= INPUT DATA =
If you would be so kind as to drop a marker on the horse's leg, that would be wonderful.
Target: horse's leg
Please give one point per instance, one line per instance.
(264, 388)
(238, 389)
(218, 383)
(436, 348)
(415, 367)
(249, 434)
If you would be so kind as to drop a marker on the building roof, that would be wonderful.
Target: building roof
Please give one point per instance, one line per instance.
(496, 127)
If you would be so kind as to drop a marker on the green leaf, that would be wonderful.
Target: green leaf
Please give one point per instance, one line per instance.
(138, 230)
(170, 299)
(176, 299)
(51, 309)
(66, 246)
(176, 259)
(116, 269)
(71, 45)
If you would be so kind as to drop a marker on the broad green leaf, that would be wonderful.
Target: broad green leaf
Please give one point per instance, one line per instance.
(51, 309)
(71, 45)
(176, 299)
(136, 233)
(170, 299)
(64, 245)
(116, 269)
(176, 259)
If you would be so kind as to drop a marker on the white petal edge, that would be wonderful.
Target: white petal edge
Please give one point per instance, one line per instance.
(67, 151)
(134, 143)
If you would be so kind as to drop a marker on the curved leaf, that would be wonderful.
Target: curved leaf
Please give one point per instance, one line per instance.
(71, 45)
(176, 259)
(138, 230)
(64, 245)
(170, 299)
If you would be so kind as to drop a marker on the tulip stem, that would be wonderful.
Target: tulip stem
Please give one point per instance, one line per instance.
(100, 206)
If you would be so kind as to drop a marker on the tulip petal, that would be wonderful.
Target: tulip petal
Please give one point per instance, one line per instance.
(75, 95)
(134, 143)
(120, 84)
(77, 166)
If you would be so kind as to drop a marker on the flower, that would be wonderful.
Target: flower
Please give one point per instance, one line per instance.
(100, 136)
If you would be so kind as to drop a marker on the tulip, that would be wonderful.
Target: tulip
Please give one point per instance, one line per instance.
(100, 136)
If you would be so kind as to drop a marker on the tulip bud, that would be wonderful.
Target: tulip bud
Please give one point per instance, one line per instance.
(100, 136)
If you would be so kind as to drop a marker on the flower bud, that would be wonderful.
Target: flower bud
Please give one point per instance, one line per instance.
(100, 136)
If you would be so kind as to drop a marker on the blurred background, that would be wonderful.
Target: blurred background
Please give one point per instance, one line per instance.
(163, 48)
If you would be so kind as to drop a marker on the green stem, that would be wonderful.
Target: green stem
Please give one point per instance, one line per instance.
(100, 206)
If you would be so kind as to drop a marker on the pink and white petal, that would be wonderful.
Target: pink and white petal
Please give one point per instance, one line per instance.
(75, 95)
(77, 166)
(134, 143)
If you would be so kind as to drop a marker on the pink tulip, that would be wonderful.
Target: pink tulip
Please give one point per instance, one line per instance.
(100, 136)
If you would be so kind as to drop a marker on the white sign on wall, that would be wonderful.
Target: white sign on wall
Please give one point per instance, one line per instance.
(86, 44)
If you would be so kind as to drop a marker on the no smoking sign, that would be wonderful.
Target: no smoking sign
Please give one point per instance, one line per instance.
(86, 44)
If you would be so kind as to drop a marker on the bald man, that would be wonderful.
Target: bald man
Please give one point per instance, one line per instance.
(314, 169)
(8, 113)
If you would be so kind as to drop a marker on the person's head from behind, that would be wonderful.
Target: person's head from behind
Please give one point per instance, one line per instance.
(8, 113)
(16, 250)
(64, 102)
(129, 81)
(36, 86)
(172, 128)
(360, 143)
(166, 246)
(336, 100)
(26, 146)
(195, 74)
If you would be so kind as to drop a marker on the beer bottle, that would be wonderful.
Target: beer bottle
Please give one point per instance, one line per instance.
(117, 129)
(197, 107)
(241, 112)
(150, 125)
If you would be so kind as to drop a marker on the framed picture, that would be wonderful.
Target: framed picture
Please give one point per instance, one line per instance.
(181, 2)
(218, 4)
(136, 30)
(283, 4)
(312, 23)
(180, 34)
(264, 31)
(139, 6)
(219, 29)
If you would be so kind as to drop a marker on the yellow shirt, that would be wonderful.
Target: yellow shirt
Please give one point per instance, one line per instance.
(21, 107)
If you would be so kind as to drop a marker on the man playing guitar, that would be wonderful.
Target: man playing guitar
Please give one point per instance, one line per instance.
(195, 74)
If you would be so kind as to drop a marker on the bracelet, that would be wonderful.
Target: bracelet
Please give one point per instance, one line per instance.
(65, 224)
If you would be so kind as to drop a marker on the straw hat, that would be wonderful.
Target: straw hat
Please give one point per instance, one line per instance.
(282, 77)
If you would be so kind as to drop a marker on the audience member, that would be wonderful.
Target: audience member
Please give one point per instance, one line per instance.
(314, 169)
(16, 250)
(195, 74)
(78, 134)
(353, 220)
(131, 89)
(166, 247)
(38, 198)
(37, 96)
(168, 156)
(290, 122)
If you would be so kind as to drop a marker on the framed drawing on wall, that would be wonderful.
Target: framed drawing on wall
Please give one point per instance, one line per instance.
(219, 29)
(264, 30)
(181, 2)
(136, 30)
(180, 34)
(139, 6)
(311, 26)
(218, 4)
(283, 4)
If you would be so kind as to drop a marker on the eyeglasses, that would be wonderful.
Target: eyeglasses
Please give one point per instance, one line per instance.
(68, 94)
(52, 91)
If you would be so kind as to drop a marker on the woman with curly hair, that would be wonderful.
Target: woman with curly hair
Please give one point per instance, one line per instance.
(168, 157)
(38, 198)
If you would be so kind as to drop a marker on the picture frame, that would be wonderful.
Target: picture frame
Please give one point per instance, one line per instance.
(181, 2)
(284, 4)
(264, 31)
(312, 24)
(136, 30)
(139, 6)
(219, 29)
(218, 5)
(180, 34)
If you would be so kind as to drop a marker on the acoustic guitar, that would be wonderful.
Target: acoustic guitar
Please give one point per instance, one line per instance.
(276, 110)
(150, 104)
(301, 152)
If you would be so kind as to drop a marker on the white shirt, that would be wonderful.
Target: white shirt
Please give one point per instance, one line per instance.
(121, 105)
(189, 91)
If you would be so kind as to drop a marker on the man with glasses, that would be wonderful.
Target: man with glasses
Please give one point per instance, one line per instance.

= EXERCISE =
Every line from the one containing "hair, that would be wonderful." through the last line must be copied exactly; leave out the rest.

= CORRECT OUTPUT =
If you would be so kind as to drop a marker on the woman with curly hair, that would be wonderful.
Target: woman with curly hair
Please give one point per instance, one line per instance.
(168, 157)
(38, 198)
If you would be so kind as to drop a marker on the picture frame, that would be wonderful.
Target: picture frame
Please give one point per instance, one line per instance.
(181, 2)
(284, 4)
(264, 31)
(312, 24)
(136, 30)
(139, 6)
(219, 29)
(218, 5)
(180, 34)
If you would be so kind as to drop a marker on the acoustic guitar, that would be wonderful.
Target: acoustic guitar
Please give one point per instance, one line per instance.
(276, 110)
(150, 104)
(301, 152)
If you would be so kind as to drop a marker on the white shirt, that would be wonderful.
Target: white shirt
Please give one point per instance, one line per instance.
(121, 105)
(189, 91)
If you would be so kind as to drop a marker on the man with glasses, that would be wonderful.
Target: man with glasses
Please give one point per instance, one line per instance.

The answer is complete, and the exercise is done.